[Data items]
····················

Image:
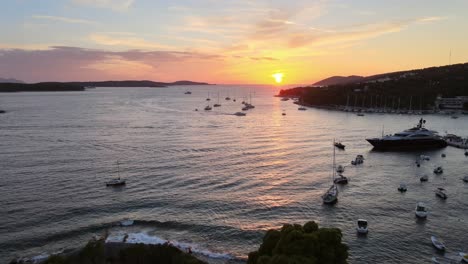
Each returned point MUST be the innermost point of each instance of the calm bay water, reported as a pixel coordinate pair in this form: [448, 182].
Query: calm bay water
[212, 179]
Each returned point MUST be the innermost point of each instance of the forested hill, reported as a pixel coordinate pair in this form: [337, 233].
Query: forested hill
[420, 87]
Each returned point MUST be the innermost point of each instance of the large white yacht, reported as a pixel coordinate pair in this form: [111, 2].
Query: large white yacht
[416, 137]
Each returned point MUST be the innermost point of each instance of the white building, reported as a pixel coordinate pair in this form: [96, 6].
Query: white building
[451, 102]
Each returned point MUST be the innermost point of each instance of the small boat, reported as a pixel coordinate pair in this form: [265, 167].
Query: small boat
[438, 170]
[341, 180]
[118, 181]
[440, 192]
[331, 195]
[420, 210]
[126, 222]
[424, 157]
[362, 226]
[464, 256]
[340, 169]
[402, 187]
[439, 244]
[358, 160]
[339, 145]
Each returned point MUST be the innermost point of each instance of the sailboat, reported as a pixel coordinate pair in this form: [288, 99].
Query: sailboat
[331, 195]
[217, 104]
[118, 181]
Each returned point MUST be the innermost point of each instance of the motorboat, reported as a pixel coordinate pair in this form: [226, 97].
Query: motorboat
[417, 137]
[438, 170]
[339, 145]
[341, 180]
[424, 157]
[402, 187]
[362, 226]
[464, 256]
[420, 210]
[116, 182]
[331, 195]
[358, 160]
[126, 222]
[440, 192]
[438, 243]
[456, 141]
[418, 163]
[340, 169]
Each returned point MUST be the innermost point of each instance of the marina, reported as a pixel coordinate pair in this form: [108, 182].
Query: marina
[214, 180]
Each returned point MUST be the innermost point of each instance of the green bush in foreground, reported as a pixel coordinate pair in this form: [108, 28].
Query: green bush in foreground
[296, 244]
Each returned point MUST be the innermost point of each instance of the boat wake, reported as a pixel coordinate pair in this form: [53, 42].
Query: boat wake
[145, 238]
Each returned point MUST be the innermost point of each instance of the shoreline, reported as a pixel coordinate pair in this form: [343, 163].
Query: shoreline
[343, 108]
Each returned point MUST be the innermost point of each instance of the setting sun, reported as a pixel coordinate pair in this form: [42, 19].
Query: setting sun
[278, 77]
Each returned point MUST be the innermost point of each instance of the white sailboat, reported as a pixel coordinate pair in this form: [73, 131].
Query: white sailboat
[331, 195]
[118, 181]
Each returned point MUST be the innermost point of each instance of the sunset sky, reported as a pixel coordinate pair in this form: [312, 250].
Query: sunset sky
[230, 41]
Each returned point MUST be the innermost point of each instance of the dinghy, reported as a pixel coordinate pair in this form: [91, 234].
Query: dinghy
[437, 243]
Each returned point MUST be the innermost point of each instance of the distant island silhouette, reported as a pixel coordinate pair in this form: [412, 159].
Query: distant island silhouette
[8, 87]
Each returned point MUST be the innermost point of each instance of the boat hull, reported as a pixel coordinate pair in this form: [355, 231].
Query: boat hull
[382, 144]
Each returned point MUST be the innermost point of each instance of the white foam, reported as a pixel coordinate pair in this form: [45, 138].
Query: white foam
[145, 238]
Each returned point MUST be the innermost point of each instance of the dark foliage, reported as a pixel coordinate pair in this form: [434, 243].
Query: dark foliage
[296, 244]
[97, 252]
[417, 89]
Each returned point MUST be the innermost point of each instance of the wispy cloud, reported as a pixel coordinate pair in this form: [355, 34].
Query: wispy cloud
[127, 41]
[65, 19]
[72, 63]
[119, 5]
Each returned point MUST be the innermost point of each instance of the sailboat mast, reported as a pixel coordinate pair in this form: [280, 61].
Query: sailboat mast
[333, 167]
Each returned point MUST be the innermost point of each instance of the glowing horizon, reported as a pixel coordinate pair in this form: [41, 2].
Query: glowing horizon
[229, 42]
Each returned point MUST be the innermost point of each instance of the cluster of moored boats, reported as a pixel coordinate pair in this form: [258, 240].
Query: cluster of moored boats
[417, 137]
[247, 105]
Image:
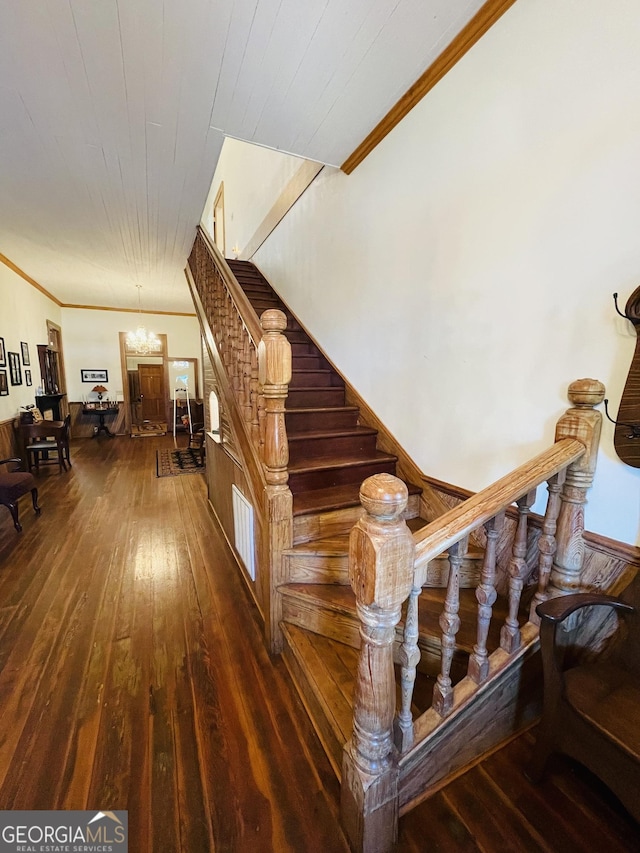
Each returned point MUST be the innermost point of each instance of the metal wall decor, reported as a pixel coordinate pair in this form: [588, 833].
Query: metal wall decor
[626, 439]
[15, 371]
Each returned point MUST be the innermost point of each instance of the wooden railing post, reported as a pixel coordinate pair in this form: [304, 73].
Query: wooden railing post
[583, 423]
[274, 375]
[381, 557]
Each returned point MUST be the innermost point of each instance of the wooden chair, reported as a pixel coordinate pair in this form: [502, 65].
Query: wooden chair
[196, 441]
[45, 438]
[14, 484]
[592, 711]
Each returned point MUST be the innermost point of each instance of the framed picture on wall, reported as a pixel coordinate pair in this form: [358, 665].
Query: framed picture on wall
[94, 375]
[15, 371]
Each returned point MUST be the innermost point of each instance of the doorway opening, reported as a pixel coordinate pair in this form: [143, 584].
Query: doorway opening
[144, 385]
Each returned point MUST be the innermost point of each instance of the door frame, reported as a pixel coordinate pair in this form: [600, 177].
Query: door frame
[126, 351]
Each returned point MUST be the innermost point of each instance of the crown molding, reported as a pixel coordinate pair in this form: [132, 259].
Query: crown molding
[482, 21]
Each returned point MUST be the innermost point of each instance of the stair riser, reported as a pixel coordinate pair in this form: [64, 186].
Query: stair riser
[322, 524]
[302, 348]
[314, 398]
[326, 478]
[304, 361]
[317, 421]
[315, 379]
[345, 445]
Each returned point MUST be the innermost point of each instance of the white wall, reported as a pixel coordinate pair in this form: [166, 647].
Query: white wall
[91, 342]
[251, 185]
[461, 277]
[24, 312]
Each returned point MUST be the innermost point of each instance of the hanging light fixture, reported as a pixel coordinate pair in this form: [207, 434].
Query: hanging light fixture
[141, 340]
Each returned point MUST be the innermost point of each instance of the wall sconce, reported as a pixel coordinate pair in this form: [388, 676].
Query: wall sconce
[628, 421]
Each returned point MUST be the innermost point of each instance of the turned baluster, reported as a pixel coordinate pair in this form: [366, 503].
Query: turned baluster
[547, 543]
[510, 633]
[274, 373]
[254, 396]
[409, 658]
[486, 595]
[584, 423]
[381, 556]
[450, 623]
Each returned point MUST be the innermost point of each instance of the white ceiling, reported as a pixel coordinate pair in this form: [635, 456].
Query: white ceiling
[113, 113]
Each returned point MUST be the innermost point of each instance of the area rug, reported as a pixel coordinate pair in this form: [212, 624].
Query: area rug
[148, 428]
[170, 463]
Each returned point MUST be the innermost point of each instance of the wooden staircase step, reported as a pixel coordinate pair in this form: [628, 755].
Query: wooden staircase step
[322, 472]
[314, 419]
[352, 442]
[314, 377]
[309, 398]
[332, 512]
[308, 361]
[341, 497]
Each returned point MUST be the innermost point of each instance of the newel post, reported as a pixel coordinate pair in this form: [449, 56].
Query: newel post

····················

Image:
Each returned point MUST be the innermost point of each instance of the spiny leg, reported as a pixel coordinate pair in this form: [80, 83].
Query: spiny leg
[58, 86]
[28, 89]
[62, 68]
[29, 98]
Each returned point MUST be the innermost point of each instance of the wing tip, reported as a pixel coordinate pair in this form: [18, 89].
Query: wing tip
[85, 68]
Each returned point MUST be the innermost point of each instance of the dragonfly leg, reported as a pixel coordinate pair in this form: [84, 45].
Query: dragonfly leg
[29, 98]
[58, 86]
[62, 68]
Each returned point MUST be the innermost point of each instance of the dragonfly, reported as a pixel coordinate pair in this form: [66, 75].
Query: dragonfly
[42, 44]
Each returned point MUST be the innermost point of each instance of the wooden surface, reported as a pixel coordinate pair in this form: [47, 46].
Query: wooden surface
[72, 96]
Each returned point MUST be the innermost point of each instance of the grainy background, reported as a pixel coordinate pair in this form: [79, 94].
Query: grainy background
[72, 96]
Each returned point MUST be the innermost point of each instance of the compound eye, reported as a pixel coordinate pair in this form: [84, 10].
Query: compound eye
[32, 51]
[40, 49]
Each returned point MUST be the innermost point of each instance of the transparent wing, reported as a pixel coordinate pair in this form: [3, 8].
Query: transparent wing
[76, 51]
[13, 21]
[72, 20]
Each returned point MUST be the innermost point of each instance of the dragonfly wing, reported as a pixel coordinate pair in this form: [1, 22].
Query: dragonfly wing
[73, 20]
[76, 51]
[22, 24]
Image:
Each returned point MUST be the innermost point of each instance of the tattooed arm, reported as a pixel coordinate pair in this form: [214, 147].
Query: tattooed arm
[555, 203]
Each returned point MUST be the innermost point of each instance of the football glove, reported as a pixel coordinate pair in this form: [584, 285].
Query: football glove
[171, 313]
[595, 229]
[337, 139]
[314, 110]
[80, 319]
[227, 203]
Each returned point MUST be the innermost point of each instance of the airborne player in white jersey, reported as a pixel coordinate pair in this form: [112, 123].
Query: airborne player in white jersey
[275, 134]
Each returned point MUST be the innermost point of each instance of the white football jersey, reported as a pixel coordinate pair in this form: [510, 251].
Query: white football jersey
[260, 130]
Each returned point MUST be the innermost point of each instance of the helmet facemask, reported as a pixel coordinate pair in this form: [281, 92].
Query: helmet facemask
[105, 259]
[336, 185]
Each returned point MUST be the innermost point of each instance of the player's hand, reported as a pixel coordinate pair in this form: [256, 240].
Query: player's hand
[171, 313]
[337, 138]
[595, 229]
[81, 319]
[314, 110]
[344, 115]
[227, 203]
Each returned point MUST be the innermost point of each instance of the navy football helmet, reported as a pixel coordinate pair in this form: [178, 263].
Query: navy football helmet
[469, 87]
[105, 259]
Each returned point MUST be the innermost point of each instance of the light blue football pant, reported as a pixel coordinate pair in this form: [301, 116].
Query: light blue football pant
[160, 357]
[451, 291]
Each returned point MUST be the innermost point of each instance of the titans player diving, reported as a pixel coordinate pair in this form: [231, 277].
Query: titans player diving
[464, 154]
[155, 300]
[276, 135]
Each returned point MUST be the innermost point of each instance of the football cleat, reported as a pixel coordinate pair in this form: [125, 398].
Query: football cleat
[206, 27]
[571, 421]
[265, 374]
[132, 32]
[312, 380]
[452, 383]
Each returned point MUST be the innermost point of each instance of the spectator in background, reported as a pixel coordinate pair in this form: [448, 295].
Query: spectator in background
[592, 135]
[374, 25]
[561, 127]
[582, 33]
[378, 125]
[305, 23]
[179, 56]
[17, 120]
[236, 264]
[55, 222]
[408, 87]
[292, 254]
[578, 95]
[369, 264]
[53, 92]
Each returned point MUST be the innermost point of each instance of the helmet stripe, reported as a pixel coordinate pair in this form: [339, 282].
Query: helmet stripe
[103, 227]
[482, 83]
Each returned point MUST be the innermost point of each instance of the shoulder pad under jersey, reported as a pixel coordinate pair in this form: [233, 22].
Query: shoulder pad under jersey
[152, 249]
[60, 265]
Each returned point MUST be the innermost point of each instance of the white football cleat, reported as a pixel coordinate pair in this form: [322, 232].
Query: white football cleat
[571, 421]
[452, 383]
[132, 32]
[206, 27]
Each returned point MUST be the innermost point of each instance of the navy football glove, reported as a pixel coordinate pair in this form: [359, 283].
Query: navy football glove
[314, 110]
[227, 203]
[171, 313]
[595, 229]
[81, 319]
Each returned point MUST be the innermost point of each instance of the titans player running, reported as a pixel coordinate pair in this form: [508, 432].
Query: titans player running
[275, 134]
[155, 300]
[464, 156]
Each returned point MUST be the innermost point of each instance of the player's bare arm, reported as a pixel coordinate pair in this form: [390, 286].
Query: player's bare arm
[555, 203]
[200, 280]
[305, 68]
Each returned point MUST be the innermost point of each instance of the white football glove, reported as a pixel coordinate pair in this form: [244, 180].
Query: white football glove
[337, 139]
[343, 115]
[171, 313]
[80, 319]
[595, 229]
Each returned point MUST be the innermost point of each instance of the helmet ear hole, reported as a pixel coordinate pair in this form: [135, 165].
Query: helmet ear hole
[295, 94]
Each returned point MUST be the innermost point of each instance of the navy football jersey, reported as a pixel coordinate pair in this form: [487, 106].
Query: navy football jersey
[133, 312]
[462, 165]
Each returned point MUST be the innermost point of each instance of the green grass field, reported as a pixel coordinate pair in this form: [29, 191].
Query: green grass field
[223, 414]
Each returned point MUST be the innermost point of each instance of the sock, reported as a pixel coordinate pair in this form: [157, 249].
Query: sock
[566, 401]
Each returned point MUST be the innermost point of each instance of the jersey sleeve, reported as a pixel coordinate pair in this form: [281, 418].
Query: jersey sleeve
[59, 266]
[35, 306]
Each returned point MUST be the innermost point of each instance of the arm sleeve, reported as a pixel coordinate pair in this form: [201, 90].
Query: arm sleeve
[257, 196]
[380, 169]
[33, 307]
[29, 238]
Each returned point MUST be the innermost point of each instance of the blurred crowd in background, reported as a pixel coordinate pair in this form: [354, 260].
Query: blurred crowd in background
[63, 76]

····················

WORK TASK: Lines from the entries that contain the string "newel" are what must be copied.

YOUR RESPONSE:
Each returned point MUST be the innermost point of each instance of the newel post, reported as a pixel coordinate pair in this form: [449, 56].
Query: newel post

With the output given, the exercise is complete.